=== Given request a ===
Count the lines in the records below that contain the string "What", and give only that number.

=== Reading text ===
The amount of cash spent by the State on fuel and fertiliser subsidies jumped eight-fold in the quarter to September, compared to a similar period last year, propelled by high prices of the commodities.
National Treasury data shows that President William Ruto’s administration spent Sh43.9 billion in the first quarter of the financial year 2022/23 on subsidies, more than eight-fold the Sh5.6billion spend in a similar period of last year.
The expenditure in the first quarter of the current financial year is also nearly twice the Sh22.2 billion that was budgeted for subsidies for the entire fiscal year, underlining the constant increase in prices of basic commodities that has forced the government to step in to provide relief to consumers.
The prevailing high cost of fuel has been a major burden to Dr Ruto’s government contributing the largest amount to the subsidy expenditure. The subsidy alone costs the government some Sh8 billion monthly depending on fuel consumption during the month.
A litre of petrol is now retailing at Sh177.3 in Nairobi after the Energy and Petroleum Regulatory Authority (Epra) cut the prices by Sh1 in last week’s monthly prices review, diesel is retailing at Sh162 and kerosene at Sh145.94.
To reduce its subsidy burden, however, the government has been cross-subsidizing the three fuel products.

=== Given request b ===
Retype the passage on fuel and fertilizer subsidies above in full, unchanged.

Stored dataset items
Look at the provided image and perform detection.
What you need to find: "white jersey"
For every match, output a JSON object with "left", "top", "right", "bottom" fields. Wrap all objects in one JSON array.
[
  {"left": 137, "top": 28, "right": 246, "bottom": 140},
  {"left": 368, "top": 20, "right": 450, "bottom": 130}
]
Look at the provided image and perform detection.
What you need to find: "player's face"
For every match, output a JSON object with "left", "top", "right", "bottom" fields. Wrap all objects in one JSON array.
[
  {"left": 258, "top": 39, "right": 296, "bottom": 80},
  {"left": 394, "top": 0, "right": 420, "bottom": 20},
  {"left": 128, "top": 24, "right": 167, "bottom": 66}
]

---

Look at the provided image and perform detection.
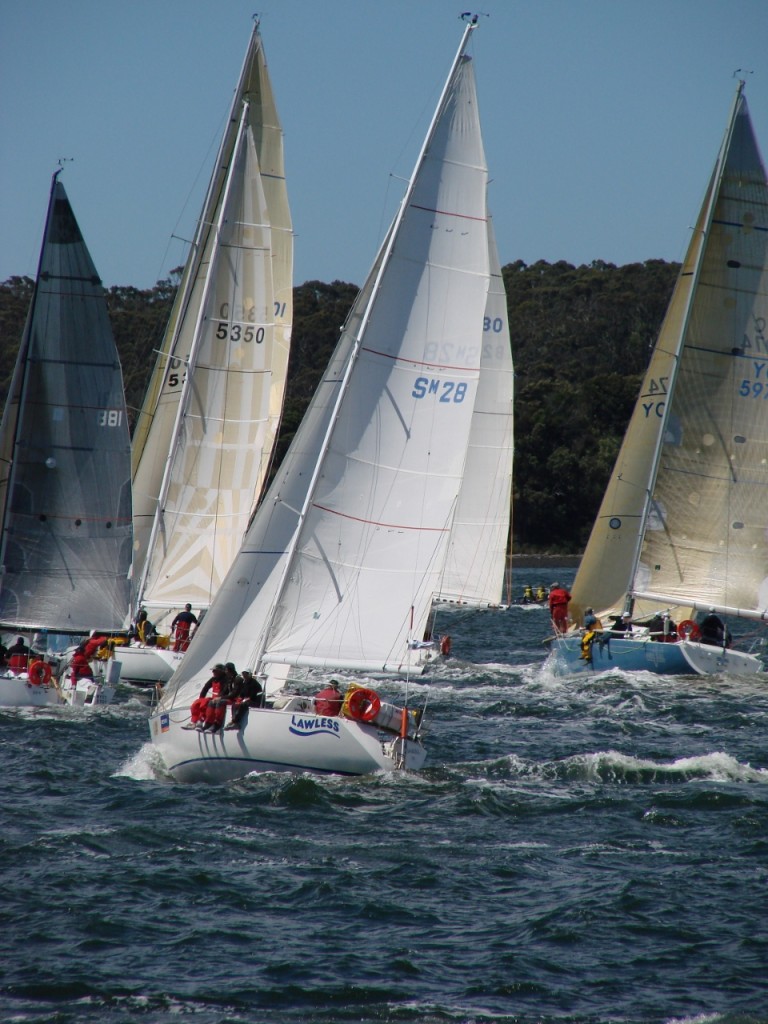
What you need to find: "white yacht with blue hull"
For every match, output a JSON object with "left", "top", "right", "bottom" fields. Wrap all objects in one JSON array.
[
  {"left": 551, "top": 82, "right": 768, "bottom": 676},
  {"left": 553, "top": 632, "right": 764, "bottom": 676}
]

=== Written reply a ===
3

=== Written reply b ===
The amount of cash spent by the State on fuel and fertiliser subsidies jumped eight-fold in the quarter to September, compared to a similar period last year, propelled by high prices of the commodities.
National Treasury data shows that President William Ruto’s administration spent Sh43.9 billion in the first quarter of the financial year 2022/23 on subsidies, more than eight-fold the Sh5.6billion spend in a similar period of last year.
The expenditure in the first quarter of the current financial year is also nearly twice the Sh22.2 billion that was budgeted for subsidies for the entire fiscal year, underlining the constant increase in prices of basic commodities that has forced the government to step in to provide relief to consumers.
The prevailing high cost of fuel has been a major burden to Dr Ruto’s government contributing the largest amount to the subsidy expenditure. The subsidy alone costs the government some Sh8 billion monthly depending on fuel consumption during the month.
A litre of petrol is now retailing at Sh177.3 in Nairobi after the Energy and Petroleum Regulatory Authority (Epra) cut the prices by Sh1 in last week’s monthly prices review, diesel is retailing at Sh162 and kerosene at Sh145.94.
To reduce its subsidy burden, however, the government has been cross-subsidizing the three fuel products.